Leestekst ->

************

De Nederlandse historicus en econoom Anton Kruft heeft een poging ondernomen om ‘de historische wortels’ van dit conflict in kaart te brengen. Dat is zeker geen gemakkelijke taak, vooral omdat de beeldvorming van de twee (drie) betrokken landen over de betwiste gebieden niet met elkaar te verzoenen valt.

De auteur schetst het ontstaan van Rusland (in Kiëv), toen nog niet over Rusland of over Russen gesproken werd, de bakermat van de Slavisch-orthodoxe beschaving, die later door omstandigheden uiteen zou vallen in (Groot-) Rusland, Klein-Rusland (Oekraïne) en Wit-Rusland. De Krim ligt als een blok tussen de twee Ruslanden – in het eerste millennium bewoond door Grieken, Scythen, Hunnen, Goten, Chazaren, Samaren, Kyptsjaken, Armeniërs en Joden, in de 13e eeuw onder de invloed van de Gouden Horde gekomen en in de 15e eeuw uiteindelijk onafhankelijk geworden als Krimchanaat, maar op het einde van die eeuw ingelijfd bij het Ottomaanse Rijk, waarvan het een vazalstaat bleef.

************

Opgeslagen invoer:
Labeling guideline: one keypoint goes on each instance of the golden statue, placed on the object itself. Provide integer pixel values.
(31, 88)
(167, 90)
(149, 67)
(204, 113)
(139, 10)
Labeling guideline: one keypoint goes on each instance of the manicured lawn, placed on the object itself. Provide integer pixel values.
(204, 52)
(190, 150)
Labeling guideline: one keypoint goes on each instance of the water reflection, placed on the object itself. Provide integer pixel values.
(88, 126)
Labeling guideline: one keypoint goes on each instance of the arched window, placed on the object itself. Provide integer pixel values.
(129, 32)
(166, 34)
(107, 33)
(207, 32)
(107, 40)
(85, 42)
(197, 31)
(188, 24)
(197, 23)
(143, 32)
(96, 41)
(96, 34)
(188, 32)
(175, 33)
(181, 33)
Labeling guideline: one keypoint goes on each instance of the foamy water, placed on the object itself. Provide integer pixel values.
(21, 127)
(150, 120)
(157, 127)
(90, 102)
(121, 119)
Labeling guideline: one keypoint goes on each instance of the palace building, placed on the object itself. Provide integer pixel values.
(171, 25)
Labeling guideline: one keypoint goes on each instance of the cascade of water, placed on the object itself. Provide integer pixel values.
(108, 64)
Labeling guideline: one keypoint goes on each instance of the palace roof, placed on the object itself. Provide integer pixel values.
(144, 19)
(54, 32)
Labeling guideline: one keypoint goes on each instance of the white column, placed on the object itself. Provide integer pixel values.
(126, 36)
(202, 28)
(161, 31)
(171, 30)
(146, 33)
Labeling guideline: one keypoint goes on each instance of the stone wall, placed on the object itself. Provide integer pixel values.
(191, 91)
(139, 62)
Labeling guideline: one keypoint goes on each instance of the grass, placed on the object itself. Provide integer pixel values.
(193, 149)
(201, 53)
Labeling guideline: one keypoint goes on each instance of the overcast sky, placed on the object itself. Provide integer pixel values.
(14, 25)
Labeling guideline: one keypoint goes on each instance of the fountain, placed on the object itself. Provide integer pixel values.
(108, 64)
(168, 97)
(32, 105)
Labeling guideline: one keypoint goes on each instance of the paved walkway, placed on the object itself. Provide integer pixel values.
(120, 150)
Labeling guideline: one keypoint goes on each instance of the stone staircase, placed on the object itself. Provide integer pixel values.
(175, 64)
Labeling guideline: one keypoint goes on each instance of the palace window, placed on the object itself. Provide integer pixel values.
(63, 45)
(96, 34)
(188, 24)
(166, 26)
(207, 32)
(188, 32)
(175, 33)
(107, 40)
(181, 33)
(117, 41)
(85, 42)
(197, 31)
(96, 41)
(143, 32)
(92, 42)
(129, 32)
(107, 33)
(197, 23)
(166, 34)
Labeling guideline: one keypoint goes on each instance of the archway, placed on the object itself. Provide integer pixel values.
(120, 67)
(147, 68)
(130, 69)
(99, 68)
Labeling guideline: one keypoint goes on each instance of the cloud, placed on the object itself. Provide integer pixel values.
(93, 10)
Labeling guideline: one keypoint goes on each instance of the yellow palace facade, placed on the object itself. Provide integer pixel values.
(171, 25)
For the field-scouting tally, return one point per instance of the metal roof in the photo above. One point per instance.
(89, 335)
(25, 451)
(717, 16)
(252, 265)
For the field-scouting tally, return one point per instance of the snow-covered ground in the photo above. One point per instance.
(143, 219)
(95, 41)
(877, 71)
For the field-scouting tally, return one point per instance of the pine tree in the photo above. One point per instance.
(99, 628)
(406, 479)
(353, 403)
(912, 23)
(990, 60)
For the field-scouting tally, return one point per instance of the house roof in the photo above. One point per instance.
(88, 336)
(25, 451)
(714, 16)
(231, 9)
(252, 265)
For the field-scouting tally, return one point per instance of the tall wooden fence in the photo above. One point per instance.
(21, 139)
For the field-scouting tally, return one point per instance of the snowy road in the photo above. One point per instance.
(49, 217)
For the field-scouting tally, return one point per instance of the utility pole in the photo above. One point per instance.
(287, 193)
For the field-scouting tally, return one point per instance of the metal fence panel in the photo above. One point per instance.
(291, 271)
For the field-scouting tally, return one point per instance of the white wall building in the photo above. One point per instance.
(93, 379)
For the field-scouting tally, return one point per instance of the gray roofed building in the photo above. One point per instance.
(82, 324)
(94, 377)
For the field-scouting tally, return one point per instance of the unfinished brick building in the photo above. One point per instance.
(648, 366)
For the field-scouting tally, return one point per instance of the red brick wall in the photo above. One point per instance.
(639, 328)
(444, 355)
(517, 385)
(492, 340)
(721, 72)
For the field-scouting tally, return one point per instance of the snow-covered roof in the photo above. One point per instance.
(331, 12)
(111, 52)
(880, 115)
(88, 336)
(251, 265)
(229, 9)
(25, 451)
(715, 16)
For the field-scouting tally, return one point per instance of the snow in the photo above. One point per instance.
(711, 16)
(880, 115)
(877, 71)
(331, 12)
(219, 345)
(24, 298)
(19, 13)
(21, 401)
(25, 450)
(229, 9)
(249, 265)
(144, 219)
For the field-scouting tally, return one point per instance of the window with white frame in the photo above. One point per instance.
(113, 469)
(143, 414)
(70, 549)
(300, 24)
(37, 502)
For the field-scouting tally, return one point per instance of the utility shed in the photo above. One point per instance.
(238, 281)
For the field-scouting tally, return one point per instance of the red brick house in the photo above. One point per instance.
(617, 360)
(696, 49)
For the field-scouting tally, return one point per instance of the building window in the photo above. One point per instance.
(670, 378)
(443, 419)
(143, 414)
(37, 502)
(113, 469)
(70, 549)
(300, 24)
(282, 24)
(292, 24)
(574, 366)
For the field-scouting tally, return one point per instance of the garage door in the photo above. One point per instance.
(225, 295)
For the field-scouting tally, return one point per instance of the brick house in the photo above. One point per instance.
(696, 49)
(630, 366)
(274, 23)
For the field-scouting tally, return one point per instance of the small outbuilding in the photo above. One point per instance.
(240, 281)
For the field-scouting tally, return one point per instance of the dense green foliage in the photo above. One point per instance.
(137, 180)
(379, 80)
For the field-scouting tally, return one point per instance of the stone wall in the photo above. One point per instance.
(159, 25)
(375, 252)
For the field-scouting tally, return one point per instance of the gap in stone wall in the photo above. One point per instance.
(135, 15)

************

Opdracht -> Schrijf het deel van de leestekst opnieuw op, beginnend bij "De auteur schetst" en doorlopend tot en met "een vazalstaat bleef.", en ruil daarin "Krimchanaat" in voor "Kanaat van de Krim". De invoer komt uit een andere bron.

Uitwerking ->
De auteur schetst het ontstaan van Rusland (in Kiëv), toen nog niet over Rusland of over Russen gesproken werd, de bakermat van de Slavisch-orthodoxe beschaving, die later door omstandigheden uiteen zou vallen in (Groot-) Rusland, Klein-Rusland (Oekraïne) en Wit-Rusland. De Krim ligt als een blok tussen de twee Ruslanden – in het eerste millennium bewoond door Grieken, Scythen, Hunnen, Goten, Chazaren, Samaren, Kyptsjaken, Armeniërs en Joden, in de 13e eeuw onder de invloed van de Gouden Horde gekomen en in de 15e eeuw uiteindelijk onafhankelijk geworden als Kanaat van de Krim, maar op het einde van die eeuw ingelijfd bij het Ottomaanse Rijk, waarvan het een vazalstaat bleef.